[PROVIDED ENTRIES Boundary: Start]

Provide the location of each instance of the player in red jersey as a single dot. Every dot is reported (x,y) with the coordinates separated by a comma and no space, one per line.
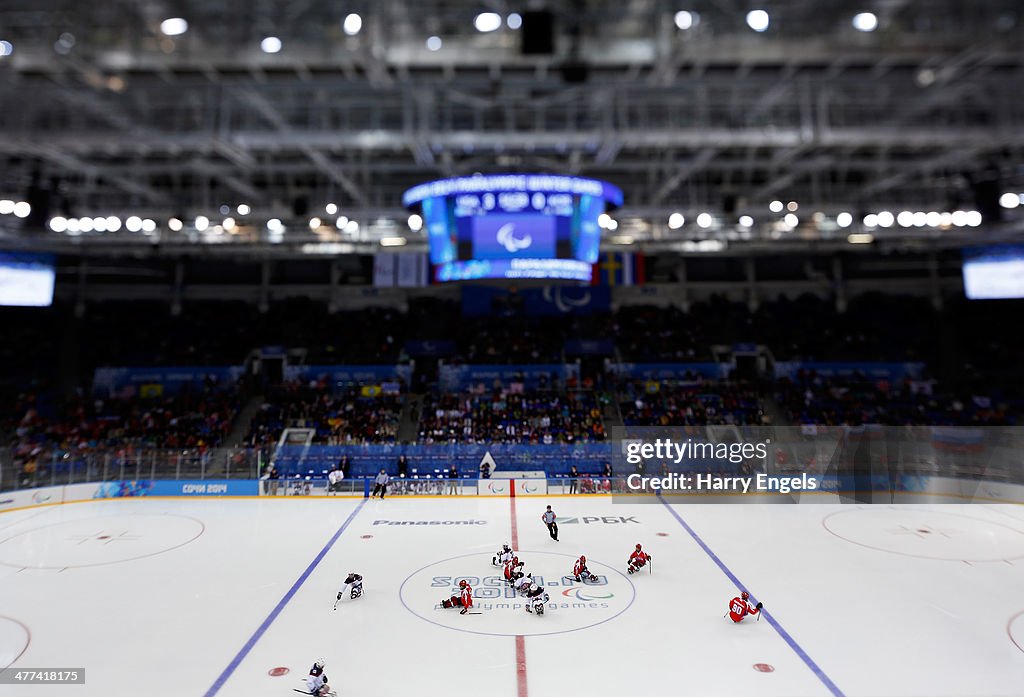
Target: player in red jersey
(463,600)
(511,568)
(740,607)
(638,560)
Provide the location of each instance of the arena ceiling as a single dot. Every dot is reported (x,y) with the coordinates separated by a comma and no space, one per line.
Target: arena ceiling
(115,114)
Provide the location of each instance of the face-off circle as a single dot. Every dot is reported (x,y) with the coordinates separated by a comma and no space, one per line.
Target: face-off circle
(14,640)
(927,534)
(571,606)
(98,540)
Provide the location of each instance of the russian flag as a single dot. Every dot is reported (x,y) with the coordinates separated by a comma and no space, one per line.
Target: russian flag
(619,268)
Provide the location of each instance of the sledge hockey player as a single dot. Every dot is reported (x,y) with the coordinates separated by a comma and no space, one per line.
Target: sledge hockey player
(581,572)
(638,560)
(536,598)
(522,583)
(316,681)
(355,581)
(511,568)
(502,557)
(740,607)
(464,600)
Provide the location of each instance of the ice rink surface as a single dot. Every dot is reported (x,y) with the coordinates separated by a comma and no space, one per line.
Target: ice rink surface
(172,598)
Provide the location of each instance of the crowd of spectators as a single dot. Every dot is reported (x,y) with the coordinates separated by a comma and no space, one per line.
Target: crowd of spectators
(503,417)
(345,415)
(691,401)
(857,398)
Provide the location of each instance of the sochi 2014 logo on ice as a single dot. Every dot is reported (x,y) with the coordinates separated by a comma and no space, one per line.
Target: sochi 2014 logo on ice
(499,610)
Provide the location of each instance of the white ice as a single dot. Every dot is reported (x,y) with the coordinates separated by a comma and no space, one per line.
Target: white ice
(157,598)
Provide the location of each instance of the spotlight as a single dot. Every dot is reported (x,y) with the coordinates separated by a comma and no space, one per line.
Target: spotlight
(270,44)
(758,19)
(352,24)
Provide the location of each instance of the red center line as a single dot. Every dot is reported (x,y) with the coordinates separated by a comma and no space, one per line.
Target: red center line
(520,642)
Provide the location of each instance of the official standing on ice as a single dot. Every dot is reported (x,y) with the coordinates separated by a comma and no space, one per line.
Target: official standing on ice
(549,520)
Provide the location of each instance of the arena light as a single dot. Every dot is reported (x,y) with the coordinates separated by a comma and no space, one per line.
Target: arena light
(352,24)
(865,22)
(173,27)
(684,19)
(758,19)
(487,22)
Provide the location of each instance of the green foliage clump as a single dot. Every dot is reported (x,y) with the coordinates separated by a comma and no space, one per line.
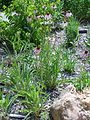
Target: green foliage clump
(72,32)
(68,62)
(79,8)
(29,22)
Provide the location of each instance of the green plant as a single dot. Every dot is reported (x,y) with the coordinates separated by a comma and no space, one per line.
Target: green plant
(27,22)
(48,65)
(71,32)
(67,62)
(79,8)
(4,104)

[PROVIDED ENTRIES Boundary: End]

Set down, from the entries above, exactly the lines from the one with "Provide the location of each instance of the crowd" up to and including the one with "Provide the location of each instance of the sochi", and no other lines.

> _RESPONSE AREA_:
Provide the location of each instance of the crowd of spectators as a single dot. Every dot is reported (x,y) with the coordinates separated by a comma and no space, one per line.
Target: crowd of spectators
(503,417)
(345,415)
(691,401)
(857,398)
Provide the location of each instance of the sochi 2014 logo on ice as a single dot. Every dot is reported (x,y) with the coordinates separated by a comma and no space, one per line.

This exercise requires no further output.